Vaccinating children is crucial to building up population levels of immunity and curtailing the spread of the coronavirus. Though children spread the virus less efficiently than adults do, they make up about 23 percent of the population.
Experts have said that the country is unlikely to reach the “herd immunity” threshold — the point at which virus transmission essentially stalls — but vaccinating children will be important for getting as close as possible.
Ty Dropic, 14, one of the trial participants, urged others his age to be vaccinated so they could build up widespread immunity and protect themselves. He had no side effects, leading him to suspect that he got the placebo. If that turns out to be the case, he plans to be immunized as soon as possible.
“I know it can be kind of scary, but it’s really not as bad as it seems,” he said. “If you do get Covid, it’ll be a lot worse than getting stuck with a needle for, like, two seconds.”
Ty’s three siblings, ages 8, 10 and 16, are also enrolled in vaccine trials for their age groups. Their mother, Dr. Amanda Dropic, a pediatrician in northern Kentucky, said that in her practice, most parents were eager to have their children vaccinated so they could regain some semblance of normalcy.
“The anxiety and depression that we’re seeing with kids, the social delays, has been tremendous,” she said.
Dr. Dropic said her children understood the risks and were willing to volunteer because they saw it as a civic duty. Every medicine available today came to be because “somebody was willing to go first,” she added.

■ ACTION ITEM A:
Return the stretch of the passage on vaccinating children from "Experts have said" through "close as possible.", word for word.
■ ACTION ITEM B:
According to the passage on vaccinating children, about what share of the population do children make up?

■ Dataset entries:
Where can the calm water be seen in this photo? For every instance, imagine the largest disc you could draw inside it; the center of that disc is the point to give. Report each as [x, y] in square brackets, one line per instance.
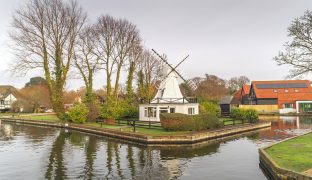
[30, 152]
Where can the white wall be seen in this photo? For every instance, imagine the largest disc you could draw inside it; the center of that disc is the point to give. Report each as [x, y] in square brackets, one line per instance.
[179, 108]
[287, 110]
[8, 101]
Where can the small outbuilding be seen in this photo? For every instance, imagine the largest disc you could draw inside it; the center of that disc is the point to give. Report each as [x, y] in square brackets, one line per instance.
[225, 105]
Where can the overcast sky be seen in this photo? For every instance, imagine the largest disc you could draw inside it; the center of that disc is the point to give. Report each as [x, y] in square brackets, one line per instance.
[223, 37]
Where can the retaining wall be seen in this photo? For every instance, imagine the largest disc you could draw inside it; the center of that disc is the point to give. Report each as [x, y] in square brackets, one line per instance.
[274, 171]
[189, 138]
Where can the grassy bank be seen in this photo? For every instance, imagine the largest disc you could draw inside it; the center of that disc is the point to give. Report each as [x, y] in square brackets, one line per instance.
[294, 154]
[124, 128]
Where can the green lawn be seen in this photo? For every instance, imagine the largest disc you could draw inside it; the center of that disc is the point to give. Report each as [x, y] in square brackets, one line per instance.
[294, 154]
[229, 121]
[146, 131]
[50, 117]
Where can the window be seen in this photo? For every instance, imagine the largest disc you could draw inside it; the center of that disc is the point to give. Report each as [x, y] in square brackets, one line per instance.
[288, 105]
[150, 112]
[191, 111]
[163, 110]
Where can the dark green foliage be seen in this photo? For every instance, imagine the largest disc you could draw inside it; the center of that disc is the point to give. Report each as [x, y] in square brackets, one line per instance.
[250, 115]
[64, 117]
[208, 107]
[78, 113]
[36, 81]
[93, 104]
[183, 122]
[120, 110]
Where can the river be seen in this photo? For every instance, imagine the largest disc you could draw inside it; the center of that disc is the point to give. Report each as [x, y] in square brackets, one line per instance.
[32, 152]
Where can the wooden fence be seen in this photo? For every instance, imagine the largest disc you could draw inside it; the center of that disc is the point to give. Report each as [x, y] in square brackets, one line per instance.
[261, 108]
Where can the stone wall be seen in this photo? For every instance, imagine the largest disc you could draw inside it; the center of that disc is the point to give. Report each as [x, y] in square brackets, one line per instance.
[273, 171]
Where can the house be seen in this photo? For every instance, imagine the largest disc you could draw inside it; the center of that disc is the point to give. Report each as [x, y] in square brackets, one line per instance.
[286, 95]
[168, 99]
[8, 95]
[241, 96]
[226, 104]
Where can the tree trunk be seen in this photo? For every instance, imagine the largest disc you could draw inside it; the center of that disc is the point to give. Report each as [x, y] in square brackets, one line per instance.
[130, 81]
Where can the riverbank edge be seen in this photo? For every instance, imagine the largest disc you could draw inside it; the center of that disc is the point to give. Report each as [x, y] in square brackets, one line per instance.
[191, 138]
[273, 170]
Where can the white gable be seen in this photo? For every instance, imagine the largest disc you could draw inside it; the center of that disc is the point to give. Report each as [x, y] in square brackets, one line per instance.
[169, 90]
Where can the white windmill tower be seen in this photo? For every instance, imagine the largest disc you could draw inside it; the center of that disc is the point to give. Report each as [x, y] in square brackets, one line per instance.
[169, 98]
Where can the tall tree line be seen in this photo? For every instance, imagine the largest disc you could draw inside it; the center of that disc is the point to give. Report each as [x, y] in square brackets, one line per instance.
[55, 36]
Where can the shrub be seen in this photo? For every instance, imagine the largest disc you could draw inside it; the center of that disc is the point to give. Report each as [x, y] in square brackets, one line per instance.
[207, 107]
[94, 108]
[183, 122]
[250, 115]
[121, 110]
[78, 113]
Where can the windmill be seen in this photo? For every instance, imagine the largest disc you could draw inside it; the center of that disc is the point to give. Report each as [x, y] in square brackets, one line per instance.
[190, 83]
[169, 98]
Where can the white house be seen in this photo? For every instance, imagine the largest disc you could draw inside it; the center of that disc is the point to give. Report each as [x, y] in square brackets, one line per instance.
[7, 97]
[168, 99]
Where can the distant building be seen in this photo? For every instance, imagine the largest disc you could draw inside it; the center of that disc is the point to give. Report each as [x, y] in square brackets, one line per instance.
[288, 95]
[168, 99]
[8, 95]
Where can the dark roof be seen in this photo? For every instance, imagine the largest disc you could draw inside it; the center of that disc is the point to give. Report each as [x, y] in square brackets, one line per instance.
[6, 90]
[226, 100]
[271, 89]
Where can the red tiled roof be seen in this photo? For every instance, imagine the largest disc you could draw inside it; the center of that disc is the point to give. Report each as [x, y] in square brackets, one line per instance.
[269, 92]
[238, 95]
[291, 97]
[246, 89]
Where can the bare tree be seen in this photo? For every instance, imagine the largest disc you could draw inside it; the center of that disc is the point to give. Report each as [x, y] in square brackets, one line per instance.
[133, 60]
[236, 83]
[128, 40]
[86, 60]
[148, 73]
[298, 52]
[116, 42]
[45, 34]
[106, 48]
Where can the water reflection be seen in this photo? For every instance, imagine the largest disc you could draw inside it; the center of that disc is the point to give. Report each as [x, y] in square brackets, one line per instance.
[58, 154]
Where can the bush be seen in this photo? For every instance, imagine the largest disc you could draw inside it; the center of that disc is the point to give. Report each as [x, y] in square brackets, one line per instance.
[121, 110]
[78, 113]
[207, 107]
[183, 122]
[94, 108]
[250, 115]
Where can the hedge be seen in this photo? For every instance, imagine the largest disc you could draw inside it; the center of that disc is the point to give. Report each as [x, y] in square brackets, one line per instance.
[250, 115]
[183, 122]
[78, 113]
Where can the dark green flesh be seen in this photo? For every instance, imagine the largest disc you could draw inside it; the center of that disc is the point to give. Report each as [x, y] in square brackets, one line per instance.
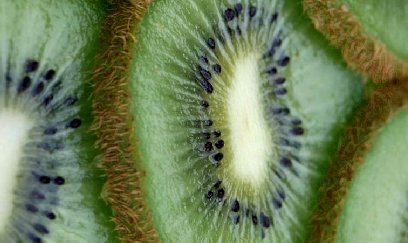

■ WRITTEN ANSWER A:
Experts have said that the country is unlikely to reach the “herd immunity” threshold — the point at which virus transmission essentially stalls — but vaccinating children will be important for getting as close as possible.

■ WRITTEN ANSWER B:
About 23 percent.